PERSONAL: Born in Cairo, Egypt.
ADDRESSES: Office—Le Monde, 80, bd Auguste Blanqui, 75707 Paris Cedex 13, France.
CAREER: Writer, editor, and journalist. Le Monde (newspaper), Paris, France, editor.
AWARDS, HONORS: Prix Mediterrané, 1992, for Birds of Passage.
Les chrétiens en France, Presses Universitaires de France (Paris, France), 1972.
Les nouveaux chrétiens, Seuil (Paris, France), 1975.
Le défi terroriste: leçons italiennes à l'usage de l'Europe, Seuil (Paris, France), 1979.
La Tarbouche, Seuil (Paris, France), 1992.
Le sémaphore d'Alexandrie, Seuil (Paris, France), 1994, translation published as The Alexandria Semaphore, Harvill (London, England) 2001.
La Mamelouka (novel) Seuil (Paris, France), 1996, translation by John Brownjohn published as The Photographer's Wife, Harvill (London, England), 1999.

DIRECTION
Copy the writer's profile word for word, starting at "CAREER: Writer, editor, and" and ending at "(Paris, France), 1979.". The entries that come next are not needed.

RECORD EXTRACTS
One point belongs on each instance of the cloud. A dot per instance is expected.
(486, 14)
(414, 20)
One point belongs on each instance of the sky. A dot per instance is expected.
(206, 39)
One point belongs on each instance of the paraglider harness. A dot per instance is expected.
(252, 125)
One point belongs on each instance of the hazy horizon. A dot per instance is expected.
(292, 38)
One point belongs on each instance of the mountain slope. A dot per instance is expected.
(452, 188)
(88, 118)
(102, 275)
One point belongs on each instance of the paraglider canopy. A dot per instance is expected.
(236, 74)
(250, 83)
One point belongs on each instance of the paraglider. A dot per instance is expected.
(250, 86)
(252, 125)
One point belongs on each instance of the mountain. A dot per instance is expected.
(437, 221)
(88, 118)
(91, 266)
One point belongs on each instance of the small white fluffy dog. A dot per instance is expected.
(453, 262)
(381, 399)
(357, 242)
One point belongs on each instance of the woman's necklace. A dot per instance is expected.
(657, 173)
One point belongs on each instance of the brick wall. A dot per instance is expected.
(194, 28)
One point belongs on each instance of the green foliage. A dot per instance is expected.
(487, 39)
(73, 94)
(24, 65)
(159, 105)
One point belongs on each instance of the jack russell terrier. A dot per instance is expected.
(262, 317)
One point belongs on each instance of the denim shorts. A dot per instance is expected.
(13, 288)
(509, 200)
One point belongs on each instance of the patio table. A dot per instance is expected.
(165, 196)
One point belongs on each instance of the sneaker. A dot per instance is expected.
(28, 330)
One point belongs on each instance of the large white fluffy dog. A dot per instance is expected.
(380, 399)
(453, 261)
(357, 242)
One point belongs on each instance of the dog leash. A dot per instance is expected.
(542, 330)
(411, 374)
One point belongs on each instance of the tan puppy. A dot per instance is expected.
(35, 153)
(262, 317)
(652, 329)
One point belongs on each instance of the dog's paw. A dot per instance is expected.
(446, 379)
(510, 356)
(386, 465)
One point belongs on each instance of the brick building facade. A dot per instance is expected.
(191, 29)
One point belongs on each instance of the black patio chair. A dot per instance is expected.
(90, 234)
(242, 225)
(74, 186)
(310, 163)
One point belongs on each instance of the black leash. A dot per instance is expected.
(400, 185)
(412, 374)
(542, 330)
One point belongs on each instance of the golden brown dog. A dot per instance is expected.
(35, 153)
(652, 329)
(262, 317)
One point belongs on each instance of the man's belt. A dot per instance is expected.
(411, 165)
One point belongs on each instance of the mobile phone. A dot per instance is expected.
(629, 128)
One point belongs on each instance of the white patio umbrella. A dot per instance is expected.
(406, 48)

RESPONSE TO THIS TASK
CAREER: Writer, editor, and journalist. Le Monde (newspaper), Paris, France, editor.
AWARDS, HONORS: Prix Mediterrané, 1992, for Birds of Passage.
Les chrétiens en France, Presses Universitaires de France (Paris, France), 1972.
Les nouveaux chrétiens, Seuil (Paris, France), 1975.
Le défi terroriste: leçons italiennes à l'usage de l'Europe, Seuil (Paris, France), 1979.